De acordo com Melluci (2001) e Alain Touraine (1984), protestos coletivos são fenômenos produzidos por atores sociais que compartilham uma identidade coletiva constantemente construída e renegociada. Um dos principais suportes para esta construção são experiências de marginalidade e opressão compartilhadas por sujeitos que, através de uma rede de solidariedade, agem em busca tanto de recursos materiais como da legitimação de um estilo de vida. Entretanto, tais lutas não ocorrem num plano metafísico, apartadas da materialidade da vida cotidiana. A ação humana é sempre amparada, seja estática ou em movimento. Como afirmam Dooren Massey (2008) e Judith Butler (2015), é no espaço urbano que se estabelecem e coexistem trajetórias de vida, onde se luta por justiça e contra a precariedade, se produzem alianças ou práticas de resistência, num processo político agonístico e em perpetuo movimento. Desse modo, compreender protestos coletivos, suas identidades, alianças e motivações implica verificar as significações e relações que seus protagonistas produzem com os espaços, equipamentos e dinâmicas de mobilidade, tendo em vista que estas são “fonte de produção de novos espaços, de novas identidades, novas relações e diferenças” (Massey, 2008, p. 18) e que “a praça e a rua não são apenas suportes materiais para a ação, mas são em si mesmas parte de qualquer narrativa ou interpretação que possamos porventura propor sobre a ação corporal política” (Butler, 2015, p. 12).
Mobilidade Urbana e repertório político: movimentos, corpos e espaços em performance
Para além de realizar um mapeamento da agenda política de mobilidade urbana de um contexto específico, um segundo objetivo deste artigo é compreender de que forma as mobilidades urbanas atravessam e são mobilizadas em atos de contestação popular. Neste sentido, para a construção de um objeto de análise, faz-se necessário compreender tanto as condições de possibilidade das performances políticas de protestos e manifestações coletivas, como as dimensões de mobilidade que podem estar presentes nestas situações.

**REGISTROS FORNECIDOS:**
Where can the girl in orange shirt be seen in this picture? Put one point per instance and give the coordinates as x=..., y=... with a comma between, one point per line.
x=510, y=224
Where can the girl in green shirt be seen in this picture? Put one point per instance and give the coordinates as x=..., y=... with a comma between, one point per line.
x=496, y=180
---
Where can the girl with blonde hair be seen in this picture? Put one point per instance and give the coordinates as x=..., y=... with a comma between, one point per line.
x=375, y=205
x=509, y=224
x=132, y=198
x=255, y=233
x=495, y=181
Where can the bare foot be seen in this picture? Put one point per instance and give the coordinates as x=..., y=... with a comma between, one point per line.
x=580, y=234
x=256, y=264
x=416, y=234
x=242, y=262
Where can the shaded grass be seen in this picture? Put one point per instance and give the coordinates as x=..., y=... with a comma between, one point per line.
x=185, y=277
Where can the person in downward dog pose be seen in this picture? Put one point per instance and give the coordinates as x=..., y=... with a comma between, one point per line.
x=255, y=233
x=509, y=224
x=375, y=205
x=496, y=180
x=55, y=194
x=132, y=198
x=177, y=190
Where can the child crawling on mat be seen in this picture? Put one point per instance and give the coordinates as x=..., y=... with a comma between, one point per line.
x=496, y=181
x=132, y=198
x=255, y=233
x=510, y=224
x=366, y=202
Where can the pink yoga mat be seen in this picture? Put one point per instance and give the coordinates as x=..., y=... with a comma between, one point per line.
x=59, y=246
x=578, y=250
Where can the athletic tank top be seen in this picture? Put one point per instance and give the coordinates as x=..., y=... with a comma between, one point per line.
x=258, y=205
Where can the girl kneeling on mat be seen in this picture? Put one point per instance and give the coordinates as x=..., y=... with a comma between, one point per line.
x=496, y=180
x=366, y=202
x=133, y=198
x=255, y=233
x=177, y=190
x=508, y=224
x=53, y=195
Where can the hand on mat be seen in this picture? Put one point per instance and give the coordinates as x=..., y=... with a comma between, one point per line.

**INSTRUÇÃO 1:**
Copie do trecho fornecido, sem alterações, a parte que se inicia com as palavras que contêm "Mobilidade Urbana e" e termina em "presentes nestas situações.".
**INSTRUÇÃO 2:**
No trecho fornecido, quais autores são citados como base para a ideia de que protestos coletivos são produzidos por atores sociais que compartilham uma identidade coletiva?

**RESULTADO DA TAREFA 1:**
Mobilidade Urbana e repertório político: movimentos, corpos e espaços em performance
Para além de realizar um mapeamento da agenda política de mobilidade urbana de um contexto específico, um segundo objetivo deste artigo é compreender de que forma as mobilidades urbanas atravessam e são mobilizadas em atos de contestação popular. Neste sentido, para a construção de um objeto de análise, faz-se necessário compreender tanto as condições de possibilidade das performances políticas de protestos e manifestações coletivas, como as dimensões de mobilidade que podem estar presentes nestas situações.

**RESULTADO DA TAREFA 2:**
Melluci (2001) e Alain Touraine (1984).